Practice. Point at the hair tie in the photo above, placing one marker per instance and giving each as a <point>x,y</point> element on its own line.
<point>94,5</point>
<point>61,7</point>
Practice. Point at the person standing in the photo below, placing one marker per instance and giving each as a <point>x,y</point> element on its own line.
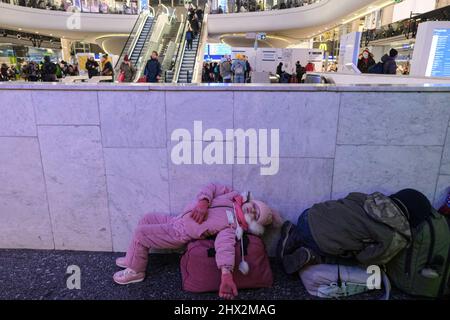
<point>128,70</point>
<point>299,71</point>
<point>48,70</point>
<point>280,71</point>
<point>225,69</point>
<point>189,38</point>
<point>152,70</point>
<point>248,69</point>
<point>238,68</point>
<point>389,64</point>
<point>365,62</point>
<point>107,68</point>
<point>91,67</point>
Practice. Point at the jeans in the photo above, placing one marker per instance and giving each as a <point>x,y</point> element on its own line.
<point>239,78</point>
<point>305,234</point>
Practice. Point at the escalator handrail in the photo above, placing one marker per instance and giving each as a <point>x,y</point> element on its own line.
<point>198,60</point>
<point>142,61</point>
<point>180,53</point>
<point>136,24</point>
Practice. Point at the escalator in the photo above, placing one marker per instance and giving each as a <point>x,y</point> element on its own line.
<point>188,62</point>
<point>184,69</point>
<point>137,42</point>
<point>141,40</point>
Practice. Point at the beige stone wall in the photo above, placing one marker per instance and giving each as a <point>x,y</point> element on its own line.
<point>442,3</point>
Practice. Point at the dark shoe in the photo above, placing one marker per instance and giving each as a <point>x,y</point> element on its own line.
<point>300,258</point>
<point>289,240</point>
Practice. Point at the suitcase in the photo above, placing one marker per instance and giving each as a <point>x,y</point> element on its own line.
<point>200,273</point>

#### [WHAT THE TASK ASKS]
Lines from the one with "Practice. Point at the dark" through the last line above must be printed exactly; no other line is to appear.

#### [RESULT BELOW]
Practice. Point at the dark shoe in the photo above, placing one marker per instance and giving each as a <point>x,y</point> element on its own line.
<point>300,258</point>
<point>289,240</point>
Practice. Point at the suitcase in the photo above, placing one marker per instance and giving each as a <point>x,y</point> element on its own line.
<point>200,273</point>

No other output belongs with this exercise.